WORK TO DO - From the line with "Could you please point to the tree bark" through the final line, please write out the listing exactly, including both of those lines.

Dataset records -
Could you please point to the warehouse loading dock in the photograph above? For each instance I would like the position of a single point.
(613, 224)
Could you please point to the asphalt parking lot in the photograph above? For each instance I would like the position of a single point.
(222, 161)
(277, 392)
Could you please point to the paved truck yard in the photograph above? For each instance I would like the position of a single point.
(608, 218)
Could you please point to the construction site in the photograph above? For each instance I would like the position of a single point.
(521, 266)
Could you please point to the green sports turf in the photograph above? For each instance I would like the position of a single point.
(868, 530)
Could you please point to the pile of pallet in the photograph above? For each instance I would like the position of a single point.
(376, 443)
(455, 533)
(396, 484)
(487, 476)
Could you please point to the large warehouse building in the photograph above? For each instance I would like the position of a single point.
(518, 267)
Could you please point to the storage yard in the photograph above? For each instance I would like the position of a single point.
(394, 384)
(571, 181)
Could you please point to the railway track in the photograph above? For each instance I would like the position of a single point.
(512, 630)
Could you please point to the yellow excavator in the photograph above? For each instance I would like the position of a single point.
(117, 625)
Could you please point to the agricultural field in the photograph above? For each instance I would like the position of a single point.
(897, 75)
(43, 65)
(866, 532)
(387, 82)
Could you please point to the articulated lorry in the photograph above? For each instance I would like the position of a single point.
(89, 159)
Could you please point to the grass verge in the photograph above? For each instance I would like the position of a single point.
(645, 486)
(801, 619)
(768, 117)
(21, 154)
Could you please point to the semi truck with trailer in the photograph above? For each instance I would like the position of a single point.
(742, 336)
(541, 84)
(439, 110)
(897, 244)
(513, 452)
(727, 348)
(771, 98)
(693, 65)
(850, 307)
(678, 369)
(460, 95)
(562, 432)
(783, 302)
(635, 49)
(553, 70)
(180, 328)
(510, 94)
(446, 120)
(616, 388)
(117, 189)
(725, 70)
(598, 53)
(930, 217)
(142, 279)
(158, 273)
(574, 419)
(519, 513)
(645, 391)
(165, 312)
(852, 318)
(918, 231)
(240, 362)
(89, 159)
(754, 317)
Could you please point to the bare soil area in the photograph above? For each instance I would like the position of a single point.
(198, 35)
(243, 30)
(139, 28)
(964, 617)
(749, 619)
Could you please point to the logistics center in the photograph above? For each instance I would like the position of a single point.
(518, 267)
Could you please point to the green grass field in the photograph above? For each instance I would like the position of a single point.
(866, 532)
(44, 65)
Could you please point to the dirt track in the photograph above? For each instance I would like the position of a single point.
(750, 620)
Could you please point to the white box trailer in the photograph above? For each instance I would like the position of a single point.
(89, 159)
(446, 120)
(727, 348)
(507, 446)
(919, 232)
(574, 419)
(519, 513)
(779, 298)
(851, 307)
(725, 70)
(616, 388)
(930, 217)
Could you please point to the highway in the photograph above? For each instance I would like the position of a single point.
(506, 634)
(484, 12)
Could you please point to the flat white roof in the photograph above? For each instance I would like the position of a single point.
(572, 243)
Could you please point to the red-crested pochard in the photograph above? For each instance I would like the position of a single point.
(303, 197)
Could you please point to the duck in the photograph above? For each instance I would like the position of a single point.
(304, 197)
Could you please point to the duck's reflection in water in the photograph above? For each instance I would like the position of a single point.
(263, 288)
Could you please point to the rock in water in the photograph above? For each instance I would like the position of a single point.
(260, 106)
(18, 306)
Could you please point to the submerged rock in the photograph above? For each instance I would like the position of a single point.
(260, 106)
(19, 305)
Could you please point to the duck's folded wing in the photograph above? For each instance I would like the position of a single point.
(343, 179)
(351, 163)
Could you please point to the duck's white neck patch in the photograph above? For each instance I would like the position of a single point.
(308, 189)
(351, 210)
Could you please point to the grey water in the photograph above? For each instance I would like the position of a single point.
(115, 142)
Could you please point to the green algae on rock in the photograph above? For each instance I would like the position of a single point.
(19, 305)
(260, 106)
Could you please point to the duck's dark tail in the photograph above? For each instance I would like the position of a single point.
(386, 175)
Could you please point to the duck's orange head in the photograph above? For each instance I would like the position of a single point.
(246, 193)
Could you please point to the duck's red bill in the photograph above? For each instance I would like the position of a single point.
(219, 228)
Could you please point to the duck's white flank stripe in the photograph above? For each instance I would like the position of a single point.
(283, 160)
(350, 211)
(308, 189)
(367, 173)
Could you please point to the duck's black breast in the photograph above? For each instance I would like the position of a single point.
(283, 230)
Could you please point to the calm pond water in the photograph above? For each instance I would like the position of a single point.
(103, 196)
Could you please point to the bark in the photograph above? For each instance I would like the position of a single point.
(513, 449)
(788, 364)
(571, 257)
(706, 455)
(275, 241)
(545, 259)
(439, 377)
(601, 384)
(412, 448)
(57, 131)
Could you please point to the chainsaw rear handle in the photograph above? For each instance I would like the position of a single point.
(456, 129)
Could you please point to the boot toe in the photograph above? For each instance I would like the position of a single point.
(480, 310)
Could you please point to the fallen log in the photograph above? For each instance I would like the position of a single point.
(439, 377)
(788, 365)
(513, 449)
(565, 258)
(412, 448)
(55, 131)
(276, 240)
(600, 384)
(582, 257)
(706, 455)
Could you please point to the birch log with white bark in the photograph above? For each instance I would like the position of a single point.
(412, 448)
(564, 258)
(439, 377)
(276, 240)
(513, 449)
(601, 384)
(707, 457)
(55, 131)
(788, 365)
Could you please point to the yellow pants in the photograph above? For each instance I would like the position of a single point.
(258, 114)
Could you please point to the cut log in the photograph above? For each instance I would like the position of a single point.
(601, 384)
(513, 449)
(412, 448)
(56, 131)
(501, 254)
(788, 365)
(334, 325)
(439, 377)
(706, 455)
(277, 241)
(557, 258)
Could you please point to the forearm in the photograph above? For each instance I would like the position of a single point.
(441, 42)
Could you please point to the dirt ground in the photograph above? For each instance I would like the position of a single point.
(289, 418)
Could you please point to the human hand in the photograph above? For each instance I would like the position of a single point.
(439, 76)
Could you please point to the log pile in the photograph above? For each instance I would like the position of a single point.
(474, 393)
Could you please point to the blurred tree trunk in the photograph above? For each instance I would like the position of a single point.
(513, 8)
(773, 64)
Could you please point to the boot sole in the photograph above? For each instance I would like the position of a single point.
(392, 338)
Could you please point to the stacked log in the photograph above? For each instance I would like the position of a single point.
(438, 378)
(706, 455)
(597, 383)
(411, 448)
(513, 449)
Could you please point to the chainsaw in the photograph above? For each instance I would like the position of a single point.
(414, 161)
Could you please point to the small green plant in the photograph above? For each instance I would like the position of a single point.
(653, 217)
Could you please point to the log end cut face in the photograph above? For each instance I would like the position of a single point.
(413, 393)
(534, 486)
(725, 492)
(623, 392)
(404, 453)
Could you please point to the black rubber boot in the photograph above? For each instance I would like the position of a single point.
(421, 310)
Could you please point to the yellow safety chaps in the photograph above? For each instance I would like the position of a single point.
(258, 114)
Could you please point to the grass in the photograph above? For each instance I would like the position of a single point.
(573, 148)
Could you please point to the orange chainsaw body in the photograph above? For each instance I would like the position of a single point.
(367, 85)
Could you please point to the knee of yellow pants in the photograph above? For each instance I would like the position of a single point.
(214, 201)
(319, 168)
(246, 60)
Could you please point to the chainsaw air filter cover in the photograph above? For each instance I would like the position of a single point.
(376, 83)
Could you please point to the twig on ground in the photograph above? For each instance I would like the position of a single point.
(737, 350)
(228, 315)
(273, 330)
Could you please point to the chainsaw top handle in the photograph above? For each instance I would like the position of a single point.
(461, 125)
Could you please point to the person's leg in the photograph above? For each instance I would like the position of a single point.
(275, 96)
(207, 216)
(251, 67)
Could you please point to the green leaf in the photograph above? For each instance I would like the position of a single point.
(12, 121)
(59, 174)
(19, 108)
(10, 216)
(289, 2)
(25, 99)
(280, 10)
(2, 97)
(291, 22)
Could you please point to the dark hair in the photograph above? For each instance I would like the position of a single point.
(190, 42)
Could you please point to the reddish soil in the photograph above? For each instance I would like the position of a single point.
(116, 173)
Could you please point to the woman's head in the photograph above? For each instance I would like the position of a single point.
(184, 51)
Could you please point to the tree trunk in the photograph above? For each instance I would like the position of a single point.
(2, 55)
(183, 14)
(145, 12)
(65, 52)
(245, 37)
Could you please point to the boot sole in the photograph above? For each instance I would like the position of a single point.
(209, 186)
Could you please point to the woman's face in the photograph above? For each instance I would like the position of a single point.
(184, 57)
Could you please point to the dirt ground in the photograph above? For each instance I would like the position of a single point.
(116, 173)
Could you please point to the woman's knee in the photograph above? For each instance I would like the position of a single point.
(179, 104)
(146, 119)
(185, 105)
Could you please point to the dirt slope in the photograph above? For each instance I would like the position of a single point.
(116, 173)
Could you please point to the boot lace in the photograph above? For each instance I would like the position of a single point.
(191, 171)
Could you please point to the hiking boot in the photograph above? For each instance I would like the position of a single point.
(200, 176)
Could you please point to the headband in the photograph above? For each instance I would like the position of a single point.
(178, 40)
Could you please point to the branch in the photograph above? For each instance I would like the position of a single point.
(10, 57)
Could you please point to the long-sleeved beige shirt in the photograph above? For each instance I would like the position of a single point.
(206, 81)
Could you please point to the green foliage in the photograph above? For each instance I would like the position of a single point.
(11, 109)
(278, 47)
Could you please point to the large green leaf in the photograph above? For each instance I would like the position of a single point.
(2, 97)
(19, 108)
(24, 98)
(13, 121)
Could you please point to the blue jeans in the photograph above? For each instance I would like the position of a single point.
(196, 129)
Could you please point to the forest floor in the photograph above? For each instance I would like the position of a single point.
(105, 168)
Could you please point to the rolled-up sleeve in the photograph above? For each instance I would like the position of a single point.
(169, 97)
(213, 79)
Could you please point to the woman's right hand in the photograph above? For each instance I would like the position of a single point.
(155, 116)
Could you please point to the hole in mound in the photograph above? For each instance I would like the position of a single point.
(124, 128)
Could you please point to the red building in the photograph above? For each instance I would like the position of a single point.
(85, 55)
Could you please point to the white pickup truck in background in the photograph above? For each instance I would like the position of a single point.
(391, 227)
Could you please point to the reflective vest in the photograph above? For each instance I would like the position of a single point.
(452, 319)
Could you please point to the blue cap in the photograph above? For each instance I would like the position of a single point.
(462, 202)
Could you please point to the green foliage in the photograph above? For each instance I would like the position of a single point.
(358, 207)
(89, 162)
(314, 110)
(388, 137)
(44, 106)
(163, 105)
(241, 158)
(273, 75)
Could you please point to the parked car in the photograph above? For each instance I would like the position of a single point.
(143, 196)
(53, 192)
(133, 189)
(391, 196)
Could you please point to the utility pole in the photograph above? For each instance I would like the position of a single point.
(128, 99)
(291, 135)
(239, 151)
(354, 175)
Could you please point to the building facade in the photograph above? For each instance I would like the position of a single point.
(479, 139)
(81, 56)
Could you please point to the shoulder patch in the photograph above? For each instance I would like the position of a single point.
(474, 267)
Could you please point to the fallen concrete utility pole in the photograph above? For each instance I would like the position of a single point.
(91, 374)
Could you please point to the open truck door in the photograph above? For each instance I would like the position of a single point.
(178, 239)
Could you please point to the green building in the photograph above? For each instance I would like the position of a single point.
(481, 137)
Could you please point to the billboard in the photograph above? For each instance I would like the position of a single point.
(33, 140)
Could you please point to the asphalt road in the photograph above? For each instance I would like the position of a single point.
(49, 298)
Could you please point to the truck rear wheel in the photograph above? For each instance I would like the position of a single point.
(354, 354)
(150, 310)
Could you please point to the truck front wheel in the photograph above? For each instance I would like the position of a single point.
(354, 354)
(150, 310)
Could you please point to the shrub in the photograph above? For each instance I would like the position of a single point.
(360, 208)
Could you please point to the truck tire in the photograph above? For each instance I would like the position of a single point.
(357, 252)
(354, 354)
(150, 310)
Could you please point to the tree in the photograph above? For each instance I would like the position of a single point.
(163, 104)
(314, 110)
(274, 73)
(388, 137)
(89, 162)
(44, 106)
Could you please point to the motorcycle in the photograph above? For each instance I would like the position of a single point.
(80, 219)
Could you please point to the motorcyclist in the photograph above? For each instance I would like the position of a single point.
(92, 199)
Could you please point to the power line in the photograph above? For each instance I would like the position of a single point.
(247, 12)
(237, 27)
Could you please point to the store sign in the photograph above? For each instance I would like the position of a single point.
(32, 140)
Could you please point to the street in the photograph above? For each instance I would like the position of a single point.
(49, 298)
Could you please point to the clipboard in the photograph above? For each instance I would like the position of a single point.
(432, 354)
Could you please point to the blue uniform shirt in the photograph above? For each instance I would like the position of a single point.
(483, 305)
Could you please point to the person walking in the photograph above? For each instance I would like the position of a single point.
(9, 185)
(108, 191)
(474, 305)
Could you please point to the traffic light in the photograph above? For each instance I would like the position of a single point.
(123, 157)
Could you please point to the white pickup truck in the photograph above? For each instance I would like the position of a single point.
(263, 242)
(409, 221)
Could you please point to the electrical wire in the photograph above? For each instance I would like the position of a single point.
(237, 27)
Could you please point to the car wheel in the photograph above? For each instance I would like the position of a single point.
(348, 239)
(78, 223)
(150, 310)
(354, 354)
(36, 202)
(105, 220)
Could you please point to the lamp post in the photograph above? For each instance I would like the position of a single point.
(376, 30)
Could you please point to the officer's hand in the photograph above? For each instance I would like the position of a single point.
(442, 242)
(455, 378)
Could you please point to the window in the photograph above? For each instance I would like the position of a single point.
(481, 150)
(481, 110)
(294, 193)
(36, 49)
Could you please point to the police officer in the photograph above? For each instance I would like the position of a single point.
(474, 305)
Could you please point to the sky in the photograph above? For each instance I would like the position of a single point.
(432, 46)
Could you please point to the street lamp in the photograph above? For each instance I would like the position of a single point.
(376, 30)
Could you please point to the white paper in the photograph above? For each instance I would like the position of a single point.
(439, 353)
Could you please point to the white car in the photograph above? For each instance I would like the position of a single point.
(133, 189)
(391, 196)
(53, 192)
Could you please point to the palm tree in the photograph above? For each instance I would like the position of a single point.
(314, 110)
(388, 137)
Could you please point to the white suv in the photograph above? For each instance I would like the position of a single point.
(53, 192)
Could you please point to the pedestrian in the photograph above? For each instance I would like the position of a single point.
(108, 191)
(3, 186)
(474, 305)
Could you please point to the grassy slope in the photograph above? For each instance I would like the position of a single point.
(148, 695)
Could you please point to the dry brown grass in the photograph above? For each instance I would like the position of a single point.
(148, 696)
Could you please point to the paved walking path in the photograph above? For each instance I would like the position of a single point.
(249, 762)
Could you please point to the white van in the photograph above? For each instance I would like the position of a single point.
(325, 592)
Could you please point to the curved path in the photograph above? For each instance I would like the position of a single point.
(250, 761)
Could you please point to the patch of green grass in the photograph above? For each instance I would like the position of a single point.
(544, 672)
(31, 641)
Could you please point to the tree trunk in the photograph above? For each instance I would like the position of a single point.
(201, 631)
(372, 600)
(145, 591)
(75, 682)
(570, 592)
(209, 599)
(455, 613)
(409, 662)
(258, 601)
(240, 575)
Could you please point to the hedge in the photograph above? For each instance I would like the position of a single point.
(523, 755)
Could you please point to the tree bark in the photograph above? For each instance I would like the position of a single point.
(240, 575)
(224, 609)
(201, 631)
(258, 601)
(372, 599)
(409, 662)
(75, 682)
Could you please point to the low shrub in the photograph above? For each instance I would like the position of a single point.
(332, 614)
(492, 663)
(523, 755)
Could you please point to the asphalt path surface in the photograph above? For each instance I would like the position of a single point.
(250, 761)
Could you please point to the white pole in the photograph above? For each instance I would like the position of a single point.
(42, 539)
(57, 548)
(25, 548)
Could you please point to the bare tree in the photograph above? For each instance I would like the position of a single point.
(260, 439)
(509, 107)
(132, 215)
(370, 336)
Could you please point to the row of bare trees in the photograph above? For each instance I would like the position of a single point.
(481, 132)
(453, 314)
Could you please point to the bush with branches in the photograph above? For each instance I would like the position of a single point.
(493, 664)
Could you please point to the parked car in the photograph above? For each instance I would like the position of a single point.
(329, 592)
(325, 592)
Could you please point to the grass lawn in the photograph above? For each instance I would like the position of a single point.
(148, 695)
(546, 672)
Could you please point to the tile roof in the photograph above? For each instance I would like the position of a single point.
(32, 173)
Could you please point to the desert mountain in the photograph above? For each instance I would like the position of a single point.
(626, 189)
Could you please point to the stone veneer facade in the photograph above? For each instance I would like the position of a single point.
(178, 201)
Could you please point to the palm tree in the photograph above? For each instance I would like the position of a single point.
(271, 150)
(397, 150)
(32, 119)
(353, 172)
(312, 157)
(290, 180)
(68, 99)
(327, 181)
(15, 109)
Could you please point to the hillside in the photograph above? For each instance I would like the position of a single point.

RESPONSE FOR THIS EXERCISE -
Could you please point to the tree bark in the photograph above? For each instance I would like the position of a single point.
(240, 575)
(224, 609)
(201, 631)
(258, 601)
(372, 599)
(409, 662)
(75, 682)
Could you please point to the low shrub in the photograph above? For each instance I would like the position of a single point.
(332, 614)
(492, 663)
(523, 755)
Could you please point to the asphalt path surface in the photograph above? For each instance I would like the position of a single point.
(250, 761)
Could you please point to the white pole in the photograph above? For each instance I would like the position of a single point.
(42, 539)
(57, 548)
(25, 548)
Could you please point to the bare tree in the photograph above? For each instance I would like the position of a single point.
(260, 439)
(509, 107)
(132, 215)
(370, 336)
Could you please point to the row of bare trees in the photograph above? For each instance I would like the position of a single point.
(481, 132)
(453, 314)
Could you please point to the bush with branches in the photograph above? For each instance I would like the position of a single point.
(493, 664)
Could you please point to the parked car in the photograph above? For each instance I would like the position of a single point.
(329, 592)
(325, 592)
Could you please point to the grass lawn in the photograph above? For each instance I would like the position of a single point.
(148, 695)
(546, 672)
Could you please point to the tile roof in the photograph above? For each instance I would like the position of a single point.
(32, 173)
Could you please point to the desert mountain in the photograph above? For each instance I would like the position of a single point.
(626, 189)
Could you please point to the stone veneer facade in the photograph above? For each instance I would like the position of a single point.
(178, 201)
Could you please point to the palm tree in the photograph above? For each instance I would like the position of a single point.
(271, 150)
(397, 150)
(32, 119)
(353, 172)
(312, 157)
(290, 180)
(68, 99)
(327, 181)
(15, 109)
Could you please point to the hillside in the photograph above? For each instance I would like the position of a single point.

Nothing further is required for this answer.